_WHAT NEEDS TO BE DONE_. Restate, word for word, every line of the data.
Start of PROVIDED INFORMATION
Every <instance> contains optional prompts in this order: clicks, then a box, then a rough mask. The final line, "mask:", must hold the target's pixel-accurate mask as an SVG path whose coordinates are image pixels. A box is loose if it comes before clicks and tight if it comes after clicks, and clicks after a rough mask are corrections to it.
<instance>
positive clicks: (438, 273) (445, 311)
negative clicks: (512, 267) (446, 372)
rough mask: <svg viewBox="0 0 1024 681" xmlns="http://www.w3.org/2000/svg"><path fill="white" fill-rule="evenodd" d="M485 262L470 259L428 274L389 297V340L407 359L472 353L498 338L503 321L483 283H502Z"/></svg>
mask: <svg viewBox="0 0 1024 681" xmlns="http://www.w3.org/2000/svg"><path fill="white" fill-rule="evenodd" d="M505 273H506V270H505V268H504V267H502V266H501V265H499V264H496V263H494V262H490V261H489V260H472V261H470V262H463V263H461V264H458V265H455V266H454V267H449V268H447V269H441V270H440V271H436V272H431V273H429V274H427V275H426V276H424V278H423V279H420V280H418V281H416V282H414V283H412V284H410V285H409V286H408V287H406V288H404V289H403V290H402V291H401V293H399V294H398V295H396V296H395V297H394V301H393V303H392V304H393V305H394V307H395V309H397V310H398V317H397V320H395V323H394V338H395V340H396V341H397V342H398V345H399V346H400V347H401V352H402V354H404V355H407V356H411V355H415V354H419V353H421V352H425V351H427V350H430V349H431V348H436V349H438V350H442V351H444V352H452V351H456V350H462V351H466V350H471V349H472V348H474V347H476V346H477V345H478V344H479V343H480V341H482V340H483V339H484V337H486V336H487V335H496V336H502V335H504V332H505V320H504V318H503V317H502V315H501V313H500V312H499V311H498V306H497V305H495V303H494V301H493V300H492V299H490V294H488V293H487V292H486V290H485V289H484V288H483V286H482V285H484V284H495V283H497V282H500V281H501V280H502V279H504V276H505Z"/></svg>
End of PROVIDED INFORMATION
_ANSWER_.
Every <instance> contains optional prompts in this order: clicks, then a box, then a rough mask. The final line, "mask:", must hold the target's pixel-accurate mask as an SVG path whose coordinates are image pixels. A box is loose if it comes before clicks and tight if it comes after clicks, and clicks after a rough mask are corrections to it.
<instance>
positive clicks: (438, 273) (445, 311)
negative clicks: (512, 267) (446, 372)
rough mask: <svg viewBox="0 0 1024 681" xmlns="http://www.w3.org/2000/svg"><path fill="white" fill-rule="evenodd" d="M485 262L470 259L428 274L389 297V340L407 359L472 353L498 338L503 321L483 283H502Z"/></svg>
mask: <svg viewBox="0 0 1024 681" xmlns="http://www.w3.org/2000/svg"><path fill="white" fill-rule="evenodd" d="M505 273H506V270H505V268H504V267H502V266H501V265H499V264H496V263H494V262H490V261H489V260H472V261H470V262H463V263H461V264H458V265H455V266H454V267H449V268H447V269H441V270H440V271H436V272H431V273H429V274H427V275H426V276H424V278H423V279H420V280H418V281H416V282H414V283H412V284H410V285H409V286H408V287H406V288H404V289H403V290H402V291H401V293H399V294H398V295H396V296H395V297H394V301H393V303H392V304H393V305H394V307H395V309H397V310H398V317H397V320H395V323H394V338H395V340H396V341H397V342H398V345H399V346H400V347H401V352H402V354H404V355H407V356H411V355H415V354H419V353H421V352H425V351H427V350H430V349H431V348H436V349H438V350H442V351H444V352H452V351H456V350H462V351H466V350H471V349H472V348H474V347H476V346H477V345H478V344H479V343H480V341H482V340H483V339H484V337H486V336H487V335H496V336H502V335H504V332H505V320H504V318H503V317H502V315H501V313H500V312H499V311H498V306H497V305H495V303H494V301H493V300H492V299H490V294H488V293H487V292H486V290H485V289H484V288H483V286H482V285H484V284H495V283H497V282H500V281H501V280H502V279H504V276H505Z"/></svg>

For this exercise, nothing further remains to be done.